ASSIGNMENT
The expected output is each line from the one containing "what's up, so I need to know where the tire" to the last line of the data below, set down exactly, minus the pictures.
[Opening RECORDS SUPPLIED section]
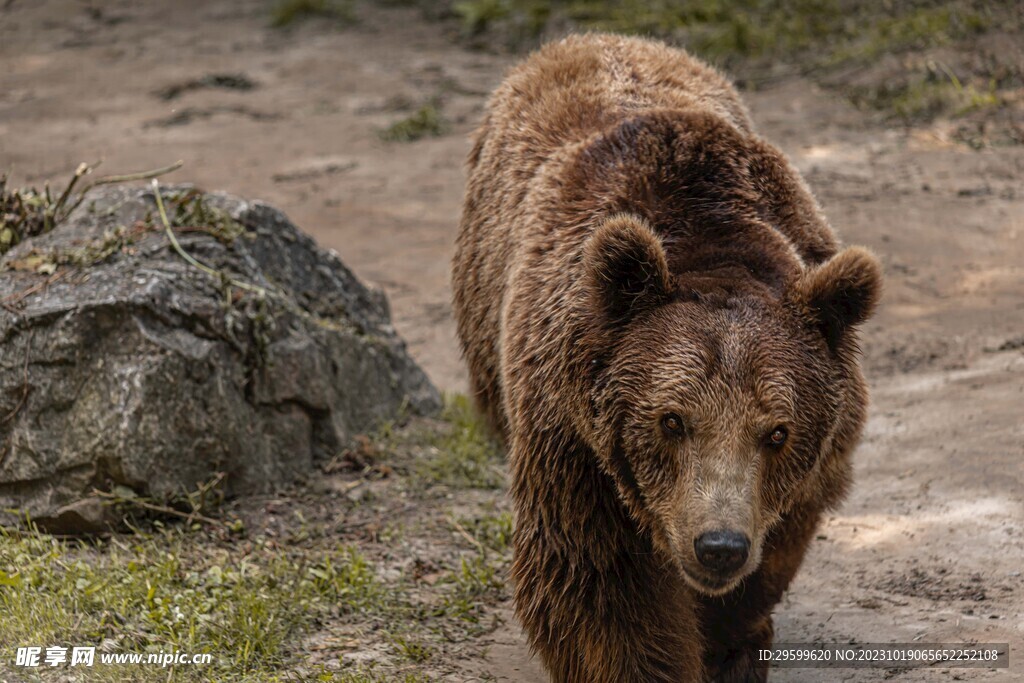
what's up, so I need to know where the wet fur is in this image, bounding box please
[452,34,880,682]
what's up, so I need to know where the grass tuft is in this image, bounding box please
[2,186,245,276]
[332,668,434,683]
[388,634,434,663]
[164,188,247,243]
[849,62,1002,124]
[413,394,503,489]
[270,0,356,28]
[0,162,181,258]
[437,553,504,625]
[463,512,513,552]
[378,103,449,143]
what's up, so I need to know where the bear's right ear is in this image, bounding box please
[584,214,672,323]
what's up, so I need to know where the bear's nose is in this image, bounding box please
[694,530,750,574]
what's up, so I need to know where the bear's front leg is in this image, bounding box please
[509,437,706,682]
[704,615,773,683]
[513,541,707,683]
[700,505,821,682]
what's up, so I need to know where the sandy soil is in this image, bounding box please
[1,1,1021,680]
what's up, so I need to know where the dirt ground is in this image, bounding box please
[1,1,1021,681]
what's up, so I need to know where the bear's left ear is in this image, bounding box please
[584,214,672,324]
[790,247,882,351]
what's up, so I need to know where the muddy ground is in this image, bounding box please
[1,1,1021,681]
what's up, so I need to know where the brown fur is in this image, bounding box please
[452,34,881,682]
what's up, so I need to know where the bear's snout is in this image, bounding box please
[693,530,750,575]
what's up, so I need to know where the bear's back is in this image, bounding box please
[472,34,752,184]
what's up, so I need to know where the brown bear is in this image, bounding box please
[452,34,881,682]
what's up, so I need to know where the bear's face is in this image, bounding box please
[605,303,839,595]
[585,215,881,595]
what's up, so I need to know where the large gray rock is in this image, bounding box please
[0,186,440,531]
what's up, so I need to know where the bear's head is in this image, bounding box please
[583,214,881,595]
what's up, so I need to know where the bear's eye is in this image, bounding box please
[765,426,788,448]
[660,413,685,437]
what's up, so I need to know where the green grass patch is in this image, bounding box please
[0,526,383,680]
[443,0,995,64]
[332,668,434,683]
[270,0,356,28]
[448,0,847,58]
[378,103,449,143]
[462,512,513,552]
[412,394,503,489]
[436,553,503,625]
[849,63,1002,123]
[388,634,434,663]
[828,4,990,64]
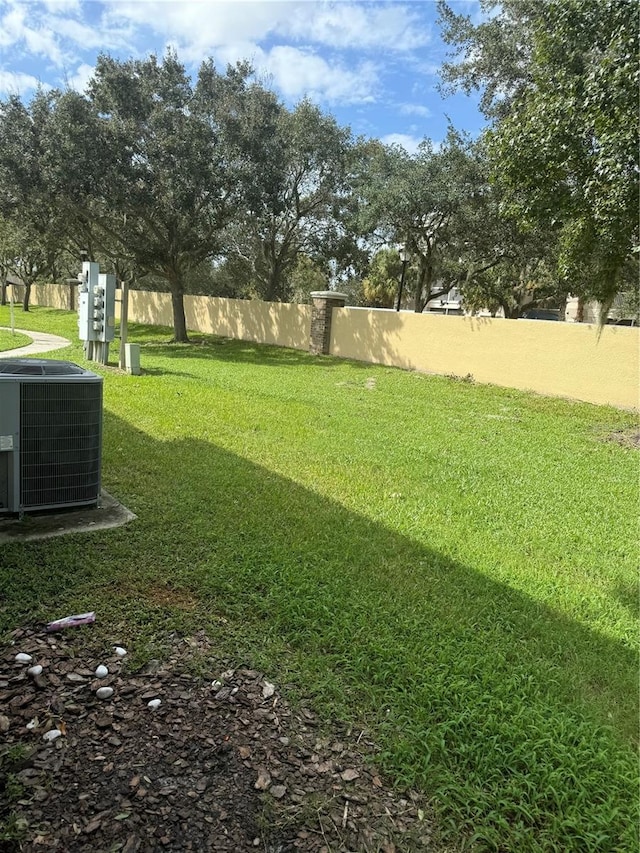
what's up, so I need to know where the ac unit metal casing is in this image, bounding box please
[0,359,103,514]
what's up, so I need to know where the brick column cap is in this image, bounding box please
[310,291,348,301]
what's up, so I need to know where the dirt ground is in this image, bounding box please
[1,627,444,852]
[605,428,640,450]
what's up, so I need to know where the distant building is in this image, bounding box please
[425,287,464,315]
[565,294,637,325]
[424,289,636,324]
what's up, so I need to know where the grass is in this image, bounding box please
[0,744,30,844]
[0,327,30,352]
[0,306,638,851]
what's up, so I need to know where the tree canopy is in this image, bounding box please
[227,99,352,302]
[84,53,277,341]
[439,0,639,307]
[0,22,635,327]
[0,91,70,309]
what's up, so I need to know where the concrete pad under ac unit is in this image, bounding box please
[0,490,136,542]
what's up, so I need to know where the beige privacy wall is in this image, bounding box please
[27,285,312,349]
[30,282,74,310]
[184,295,312,350]
[331,308,639,409]
[121,291,312,350]
[24,284,639,409]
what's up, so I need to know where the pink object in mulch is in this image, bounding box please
[46,612,96,632]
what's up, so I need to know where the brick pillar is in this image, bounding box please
[309,291,347,355]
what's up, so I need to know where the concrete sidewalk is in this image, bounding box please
[0,327,71,358]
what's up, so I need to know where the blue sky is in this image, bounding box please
[0,0,485,152]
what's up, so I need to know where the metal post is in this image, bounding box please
[119,278,129,370]
[9,283,15,334]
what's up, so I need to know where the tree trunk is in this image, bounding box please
[170,288,188,342]
[576,296,584,323]
[0,276,6,306]
[22,282,31,312]
[413,265,426,313]
[265,267,280,302]
[264,251,285,302]
[415,263,433,313]
[502,303,521,319]
[164,264,190,342]
[557,294,567,321]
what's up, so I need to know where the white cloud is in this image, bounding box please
[46,15,129,51]
[0,3,64,64]
[381,132,423,155]
[208,40,380,106]
[211,40,268,70]
[0,6,26,47]
[0,1,460,143]
[41,0,80,11]
[0,69,45,95]
[399,103,431,118]
[102,0,288,52]
[24,26,63,63]
[412,60,440,77]
[101,1,430,60]
[100,3,382,105]
[285,3,431,52]
[66,61,93,92]
[265,46,378,105]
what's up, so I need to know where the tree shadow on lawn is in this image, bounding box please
[139,366,203,380]
[126,322,372,371]
[1,411,637,849]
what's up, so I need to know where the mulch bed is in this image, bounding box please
[1,627,440,852]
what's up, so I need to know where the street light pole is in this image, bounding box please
[396,247,409,312]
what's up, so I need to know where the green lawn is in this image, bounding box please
[0,327,30,352]
[1,306,638,851]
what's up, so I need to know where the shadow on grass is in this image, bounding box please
[139,366,201,380]
[0,411,636,851]
[125,322,374,371]
[121,322,175,344]
[612,580,640,620]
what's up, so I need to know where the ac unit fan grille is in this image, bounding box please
[20,382,102,508]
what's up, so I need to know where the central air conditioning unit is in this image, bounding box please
[0,359,103,515]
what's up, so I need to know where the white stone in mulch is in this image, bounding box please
[261,681,275,699]
[43,729,63,742]
[96,686,114,700]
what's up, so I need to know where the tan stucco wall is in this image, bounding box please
[23,283,73,311]
[184,295,311,350]
[118,291,311,350]
[127,290,173,327]
[21,285,639,410]
[331,308,639,410]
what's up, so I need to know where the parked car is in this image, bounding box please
[606,317,637,326]
[520,308,561,321]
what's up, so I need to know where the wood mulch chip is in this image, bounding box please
[1,628,442,852]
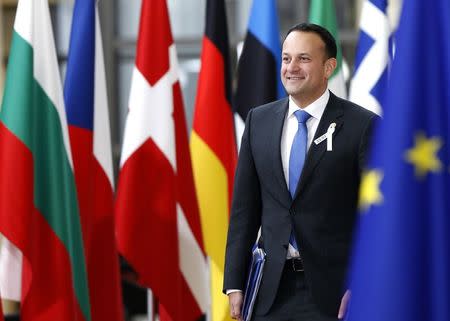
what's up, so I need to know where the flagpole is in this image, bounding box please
[147,289,153,321]
[206,258,211,321]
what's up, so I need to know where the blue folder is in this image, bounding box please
[242,245,266,321]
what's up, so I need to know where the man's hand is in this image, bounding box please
[228,291,244,320]
[338,289,351,319]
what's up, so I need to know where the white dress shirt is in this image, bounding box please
[281,90,329,258]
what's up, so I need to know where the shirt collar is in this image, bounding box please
[287,89,330,120]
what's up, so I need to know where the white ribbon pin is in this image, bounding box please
[314,122,336,151]
[326,123,336,151]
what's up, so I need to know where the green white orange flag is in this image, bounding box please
[309,0,347,98]
[0,0,91,320]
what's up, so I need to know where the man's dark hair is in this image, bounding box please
[284,23,337,59]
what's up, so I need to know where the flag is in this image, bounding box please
[0,10,15,317]
[64,0,123,320]
[115,0,208,320]
[190,1,237,320]
[233,0,284,149]
[349,0,392,115]
[0,0,91,320]
[309,0,347,98]
[347,0,450,320]
[0,2,5,107]
[0,6,8,316]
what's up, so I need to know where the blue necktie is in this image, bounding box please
[288,110,311,250]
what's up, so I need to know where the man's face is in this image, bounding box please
[281,31,335,106]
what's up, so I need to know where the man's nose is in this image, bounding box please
[287,61,300,72]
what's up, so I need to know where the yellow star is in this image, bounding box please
[404,132,443,178]
[359,169,384,213]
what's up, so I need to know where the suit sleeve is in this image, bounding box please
[223,109,262,292]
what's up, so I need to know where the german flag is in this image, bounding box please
[190,1,237,320]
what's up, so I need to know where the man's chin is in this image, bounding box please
[285,88,304,97]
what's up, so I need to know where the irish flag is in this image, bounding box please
[0,0,91,320]
[309,0,347,98]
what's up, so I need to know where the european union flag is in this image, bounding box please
[347,0,450,320]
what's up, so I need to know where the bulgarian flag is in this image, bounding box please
[309,0,347,98]
[0,0,91,320]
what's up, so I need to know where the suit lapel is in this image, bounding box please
[270,99,291,206]
[295,93,344,198]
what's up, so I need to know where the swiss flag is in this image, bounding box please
[115,0,208,320]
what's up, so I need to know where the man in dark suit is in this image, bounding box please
[223,23,376,321]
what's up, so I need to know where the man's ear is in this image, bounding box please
[324,58,337,79]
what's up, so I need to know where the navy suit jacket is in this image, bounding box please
[223,92,376,317]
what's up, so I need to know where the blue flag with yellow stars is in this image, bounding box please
[346,0,450,321]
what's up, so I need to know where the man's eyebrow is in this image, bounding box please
[282,51,314,59]
[282,52,311,57]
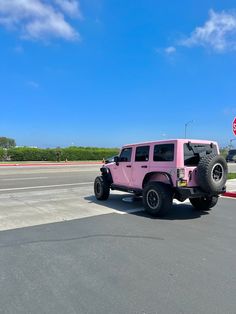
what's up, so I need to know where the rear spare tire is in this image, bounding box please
[197,154,227,194]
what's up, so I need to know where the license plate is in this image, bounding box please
[177,180,187,187]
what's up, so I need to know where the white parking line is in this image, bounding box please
[1,177,49,181]
[0,182,94,192]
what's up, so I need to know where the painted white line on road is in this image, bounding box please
[1,177,49,181]
[0,182,94,192]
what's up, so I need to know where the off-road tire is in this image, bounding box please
[197,154,227,194]
[143,182,173,217]
[94,176,110,200]
[190,196,218,211]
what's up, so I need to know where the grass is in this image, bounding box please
[227,173,236,180]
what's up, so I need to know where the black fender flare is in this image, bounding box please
[100,167,113,184]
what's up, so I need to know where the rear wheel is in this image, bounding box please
[143,182,173,217]
[94,176,110,200]
[190,196,218,211]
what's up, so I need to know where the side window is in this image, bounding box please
[119,148,132,162]
[154,144,174,162]
[135,146,150,162]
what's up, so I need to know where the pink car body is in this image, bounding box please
[95,138,227,216]
[104,139,219,191]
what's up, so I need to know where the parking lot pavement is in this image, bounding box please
[0,185,145,231]
[0,182,227,231]
[0,165,236,313]
[0,163,235,231]
[0,197,236,314]
[0,182,232,232]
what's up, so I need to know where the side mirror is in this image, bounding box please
[114,156,120,165]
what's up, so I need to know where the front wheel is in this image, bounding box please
[143,182,173,217]
[94,176,110,200]
[190,196,218,211]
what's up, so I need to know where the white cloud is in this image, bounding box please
[164,46,176,54]
[154,46,177,64]
[0,0,81,42]
[53,0,81,18]
[180,9,236,52]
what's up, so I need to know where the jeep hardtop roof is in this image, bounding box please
[122,139,218,148]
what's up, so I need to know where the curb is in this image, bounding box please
[223,192,236,198]
[0,162,102,167]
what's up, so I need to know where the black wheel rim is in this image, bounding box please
[147,189,160,209]
[211,163,223,182]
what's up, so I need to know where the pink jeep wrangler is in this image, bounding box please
[94,139,228,217]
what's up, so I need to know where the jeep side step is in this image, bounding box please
[111,184,142,195]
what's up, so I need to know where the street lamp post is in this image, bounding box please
[185,120,194,138]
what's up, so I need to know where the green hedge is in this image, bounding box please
[220,149,228,159]
[6,147,119,161]
[61,147,119,161]
[0,148,4,160]
[2,146,229,162]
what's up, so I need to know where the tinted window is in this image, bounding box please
[184,143,218,166]
[154,144,174,162]
[119,148,132,162]
[228,150,236,155]
[135,146,150,162]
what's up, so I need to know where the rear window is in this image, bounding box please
[184,143,218,166]
[153,144,174,162]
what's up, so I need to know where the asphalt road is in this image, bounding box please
[0,165,100,190]
[0,165,236,314]
[0,161,235,191]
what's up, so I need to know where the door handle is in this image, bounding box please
[141,165,147,168]
[126,165,132,168]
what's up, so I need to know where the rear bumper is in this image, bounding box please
[175,186,226,201]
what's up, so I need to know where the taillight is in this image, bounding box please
[177,168,185,179]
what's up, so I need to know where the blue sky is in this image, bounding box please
[0,0,236,148]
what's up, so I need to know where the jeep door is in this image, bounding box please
[113,147,133,187]
[132,145,150,188]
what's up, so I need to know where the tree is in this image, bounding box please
[0,137,16,148]
[55,147,62,162]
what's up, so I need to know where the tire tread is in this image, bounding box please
[94,176,110,200]
[143,182,172,217]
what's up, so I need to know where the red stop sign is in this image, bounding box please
[233,117,236,136]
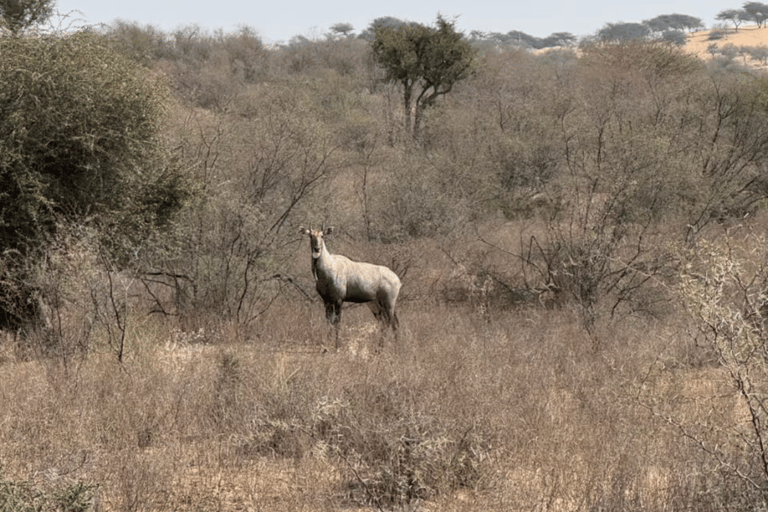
[Closing RECORDS SUPPLIED section]
RESULT OF THE EXERCISE
what's up, so I need to know where the tire tread is in this image, bounding box please
[94,176,110,200]
[143,182,172,217]
what's up, so I need to know where the red stop sign is in this image, bounding box please
[233,117,236,136]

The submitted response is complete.